I recently had a challenge – how to delimit an array of character data, when that the delimiter value itself may be in the data? Furthermore, that array had to fit in a SAS macro variable?
I was aware of nonprintables (hidden gremlins that can sometimes lurk in SAS program files), and attempted to use one as a delimiter. To my surprise this didn’t work, and it turned out that SAS does not fully support nonprintables in Macro. So, I turned to SAS-L for help.
There were two interesting things that came of that conversation, both from FriedEgg. Firstly, the nonprintables ARE stored in the symbol table – they just fail to resolve. However, they can be viewed by reading directly from sashelp.vmacro.
Secondly – a defined range of 6400 unicode characters already exist for ‘private use’ such as this! They are known as “Private Use Characters” (or “User Defined Characters”) and exist in the range U+E000 -> U+F8FF. The full spec is available here. To implement something like this in SAS, one uses hexadecimal notation – a quoted string with an even number of hex characters, followed by the letter x.

Data extracted from a collection
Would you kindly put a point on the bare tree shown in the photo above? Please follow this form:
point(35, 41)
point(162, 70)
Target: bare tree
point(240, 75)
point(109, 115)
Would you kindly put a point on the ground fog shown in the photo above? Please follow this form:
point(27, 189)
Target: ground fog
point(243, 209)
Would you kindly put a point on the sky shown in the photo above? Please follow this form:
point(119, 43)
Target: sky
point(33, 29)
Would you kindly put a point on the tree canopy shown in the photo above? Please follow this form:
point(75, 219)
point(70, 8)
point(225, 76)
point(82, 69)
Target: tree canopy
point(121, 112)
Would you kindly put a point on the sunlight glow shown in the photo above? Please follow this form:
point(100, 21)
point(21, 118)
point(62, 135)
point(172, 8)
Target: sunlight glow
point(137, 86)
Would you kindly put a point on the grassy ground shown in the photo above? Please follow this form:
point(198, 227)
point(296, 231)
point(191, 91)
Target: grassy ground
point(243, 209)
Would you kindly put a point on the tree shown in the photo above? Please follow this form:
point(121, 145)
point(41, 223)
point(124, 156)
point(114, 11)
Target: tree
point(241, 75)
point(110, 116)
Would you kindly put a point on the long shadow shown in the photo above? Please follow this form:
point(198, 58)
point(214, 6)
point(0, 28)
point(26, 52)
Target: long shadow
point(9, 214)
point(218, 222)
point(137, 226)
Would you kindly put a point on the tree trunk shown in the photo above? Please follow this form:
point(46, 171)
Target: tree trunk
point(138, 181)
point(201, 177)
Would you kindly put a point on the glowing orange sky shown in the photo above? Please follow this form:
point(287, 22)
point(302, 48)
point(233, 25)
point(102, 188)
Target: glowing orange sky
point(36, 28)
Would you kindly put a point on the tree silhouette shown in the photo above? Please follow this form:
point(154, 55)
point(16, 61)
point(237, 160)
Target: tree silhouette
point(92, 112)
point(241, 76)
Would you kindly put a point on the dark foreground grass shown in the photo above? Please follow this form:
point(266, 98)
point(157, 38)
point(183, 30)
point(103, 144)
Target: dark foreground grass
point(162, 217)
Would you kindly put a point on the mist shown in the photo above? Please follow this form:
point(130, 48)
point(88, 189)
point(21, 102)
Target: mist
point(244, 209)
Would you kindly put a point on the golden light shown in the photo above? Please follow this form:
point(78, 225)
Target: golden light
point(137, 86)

Goal of the exercise: Reproduce, word for word, the stretch of the SAS delimiter write-up from "I was aware" through "directly from sashelp.vmacro.".

Worked solution:
I was aware of nonprintables (hidden gremlins that can sometimes lurk in SAS program files), and attempted to use one as a delimiter. To my surprise this didn’t work, and it turned out that SAS does not fully support nonprintables in Macro. So, I turned to SAS-L for help.
There were two interesting things that came of that conversation, both from FriedEgg. Firstly, the nonprintables ARE stored in the symbol table – they just fail to resolve. However, they can be viewed by reading directly from sashelp.vmacro.